This article was originally published in our German member magazine "technische kommunikation"

Fertilizing wallflowers

Technical communicators would like to be visible within their company. However, like other departments, TC is stuck in compartmentalization. Overcoming it is no easy task – at least not until now.

In Douglas Adams' "So long and thanks for all the fish", Wonko the Sane creates a lunatic asylum for the entire world, by turning his house inside out. According to him the world had finally gone mad when a package of toothpicks needed to include a set of detailed instructions.

 Technical editors, as I am often told, really don’t have it easy. They are mere typing machines, sitting in their basement offices all day and meeting up with colleagues at night to continue working. "Wallflowers? We’re not wallflowers, but mosses and lichens! We have to know everything but get to say nothing! Lucky we don’t have a backbone, otherwise we’d show them up there what we are really capable of!"

* _Record set_

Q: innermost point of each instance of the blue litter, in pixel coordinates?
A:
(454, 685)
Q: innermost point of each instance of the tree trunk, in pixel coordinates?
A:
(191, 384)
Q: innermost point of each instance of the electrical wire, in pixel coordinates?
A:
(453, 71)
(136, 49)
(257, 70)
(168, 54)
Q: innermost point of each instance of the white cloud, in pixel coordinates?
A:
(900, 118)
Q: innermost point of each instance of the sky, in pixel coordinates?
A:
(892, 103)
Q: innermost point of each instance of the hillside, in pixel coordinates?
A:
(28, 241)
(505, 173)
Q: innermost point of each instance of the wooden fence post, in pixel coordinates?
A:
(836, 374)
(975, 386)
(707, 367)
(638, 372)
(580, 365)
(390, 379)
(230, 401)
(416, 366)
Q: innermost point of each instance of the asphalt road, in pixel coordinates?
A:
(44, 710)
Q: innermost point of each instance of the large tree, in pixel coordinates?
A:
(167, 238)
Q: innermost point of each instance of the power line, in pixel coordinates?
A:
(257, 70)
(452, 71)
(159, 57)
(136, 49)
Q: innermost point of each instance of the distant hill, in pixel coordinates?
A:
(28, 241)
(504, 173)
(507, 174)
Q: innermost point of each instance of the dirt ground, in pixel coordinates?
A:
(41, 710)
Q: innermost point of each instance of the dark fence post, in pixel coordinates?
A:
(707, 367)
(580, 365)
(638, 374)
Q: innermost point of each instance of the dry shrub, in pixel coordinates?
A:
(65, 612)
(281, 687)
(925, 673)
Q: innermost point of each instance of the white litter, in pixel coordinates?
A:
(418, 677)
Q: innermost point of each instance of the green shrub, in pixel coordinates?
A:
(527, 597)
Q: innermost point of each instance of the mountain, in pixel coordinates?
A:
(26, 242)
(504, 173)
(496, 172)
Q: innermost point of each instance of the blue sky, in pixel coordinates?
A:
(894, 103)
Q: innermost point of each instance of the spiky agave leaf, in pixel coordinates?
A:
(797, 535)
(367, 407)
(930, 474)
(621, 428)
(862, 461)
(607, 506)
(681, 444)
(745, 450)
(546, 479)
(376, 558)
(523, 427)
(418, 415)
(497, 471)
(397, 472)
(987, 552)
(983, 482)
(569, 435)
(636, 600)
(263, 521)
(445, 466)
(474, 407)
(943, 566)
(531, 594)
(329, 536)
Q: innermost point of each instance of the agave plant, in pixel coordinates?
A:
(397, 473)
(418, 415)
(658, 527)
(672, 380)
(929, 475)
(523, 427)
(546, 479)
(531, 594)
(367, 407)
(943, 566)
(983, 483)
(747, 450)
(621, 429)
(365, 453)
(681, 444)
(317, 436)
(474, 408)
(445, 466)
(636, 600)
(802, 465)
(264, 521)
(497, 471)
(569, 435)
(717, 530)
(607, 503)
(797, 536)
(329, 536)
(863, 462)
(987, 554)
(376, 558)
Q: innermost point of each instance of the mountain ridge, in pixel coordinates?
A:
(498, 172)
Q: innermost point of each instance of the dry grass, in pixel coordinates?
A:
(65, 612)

* _Complete the following_
1 – In the article on technical communicators as wallflowers, how did Wonko the Sane create a lunatic asylum for the entire world?
2 – Write the next part of the article on technical communicators as wallflowers, picking up after its final sentence.

* _Responses per task_
1 – He turned his house inside out.

2 –
This is an exaggeration, of course. However, marketing, especially self-marketing does not work without a little exaggeration and polarization. This is further enhanced by a personality problem: many technical editors – so I am told by the same people – lack fundamental features in their personality to show any interest in self-marketing. This has the wallflowers going around in circles and the problem remaining unsolved.

From a rational point of view, it is easy to see: as soon as the technical communication team of a company gains visibility, the company will also gain. It’s a sad fact that flagship companies, in which things are running smoothly, seem to be the exception – merely isolated solutions or coincidences.

This article aims at showing first steps towards a system in which these alleged coincidences become more likely. To help me get this information to where it is most effective, three professionals are helping me boost my argument: Frank Haibach, director of the German tekom regional group “Mitte”, as well as psychologists Fabrizio Ferri-Benedetti (director of technical communication at games designer King) and Andreas Benkowitz (managing director and change consultant at alstracon).

Behind closed doors, my dear readers, all your bosses sense the enormous potential that is sitting in these basement offices, but due to a lack of system, they have not been able to reach the surface. Please send this article one or two levels up. Because, to quote Mr. Haibach: "Added appreciation leads to added value. Someone who is only called to clean up, sort out the mess or make corrections will not be satisfied with his or her work and will end up costing the company a lot of money."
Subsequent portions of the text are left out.